BRIEF: What you return must be the exact lines of the material below, from the first through the one that has "In this picture, where can the metal mullion", with no pictures and, please, nothing else.

= = =

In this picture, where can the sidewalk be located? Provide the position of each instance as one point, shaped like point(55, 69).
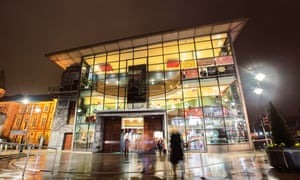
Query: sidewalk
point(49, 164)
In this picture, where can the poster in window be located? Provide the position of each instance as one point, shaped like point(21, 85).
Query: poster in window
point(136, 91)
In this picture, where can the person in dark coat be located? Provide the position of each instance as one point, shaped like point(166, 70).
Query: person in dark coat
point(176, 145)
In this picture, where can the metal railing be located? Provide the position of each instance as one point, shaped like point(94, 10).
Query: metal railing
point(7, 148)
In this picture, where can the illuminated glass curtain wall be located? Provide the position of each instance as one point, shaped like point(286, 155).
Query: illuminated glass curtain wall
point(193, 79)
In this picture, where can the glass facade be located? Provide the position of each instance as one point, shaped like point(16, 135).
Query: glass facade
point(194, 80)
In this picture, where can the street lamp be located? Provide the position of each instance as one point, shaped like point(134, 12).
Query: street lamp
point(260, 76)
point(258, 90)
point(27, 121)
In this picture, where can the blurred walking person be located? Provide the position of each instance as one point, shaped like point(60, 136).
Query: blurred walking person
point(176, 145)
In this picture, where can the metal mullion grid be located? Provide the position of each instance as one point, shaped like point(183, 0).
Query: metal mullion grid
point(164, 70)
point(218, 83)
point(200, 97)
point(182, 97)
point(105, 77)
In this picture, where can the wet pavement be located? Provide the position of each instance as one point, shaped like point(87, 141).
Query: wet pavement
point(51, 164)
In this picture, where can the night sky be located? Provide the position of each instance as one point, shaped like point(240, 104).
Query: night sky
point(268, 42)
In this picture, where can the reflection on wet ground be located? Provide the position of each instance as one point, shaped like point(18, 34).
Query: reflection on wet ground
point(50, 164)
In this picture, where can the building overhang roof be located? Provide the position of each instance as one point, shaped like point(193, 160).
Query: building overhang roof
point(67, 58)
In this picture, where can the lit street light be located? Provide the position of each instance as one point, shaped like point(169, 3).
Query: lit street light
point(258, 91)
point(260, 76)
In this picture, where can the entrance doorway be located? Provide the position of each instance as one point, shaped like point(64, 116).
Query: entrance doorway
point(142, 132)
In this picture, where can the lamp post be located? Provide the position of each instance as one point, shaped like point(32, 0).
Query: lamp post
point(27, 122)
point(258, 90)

= = =

OUTPUT:
In this picture, where can the sidewalk be located? Provide the position of each instance as one point, shaped like point(55, 69).
Query: sidewalk
point(49, 164)
In this picture, where can the poster in window be located? Provide the position of each instance as one point, shaped like point(21, 85).
Query: poster in window
point(136, 91)
In this picture, where can the person in dark coat be located? Provide the position of each instance as one point, shaped like point(166, 70).
Query: person in dark coat
point(176, 145)
In this picture, where can the metal railing be located? Provide the position of each instance as one point, shaped like point(94, 10).
Query: metal railing
point(7, 148)
In this picture, where can the illuminated glass curtain wall be located? Provide the position of each instance as one point, shaped like point(286, 155).
Query: illuminated glass curtain wall
point(193, 79)
In this picture, where can the glass facade be located? Provide the position of each instance as one point, shaped like point(16, 135).
Query: glass facade
point(194, 80)
In this picture, where can the street lamp be located? Provide the position of each instance as one point, shaped like point(134, 12).
Query: street lamp
point(260, 76)
point(258, 90)
point(27, 121)
In this picture, where can the blurred walking person be located? Provide the position of each instance as one point, shaped like point(60, 136).
Query: blurred walking person
point(176, 145)
In this picture, where can the metal mullion grid be located? Provide the position of each instance as one point, shaped like point(183, 0).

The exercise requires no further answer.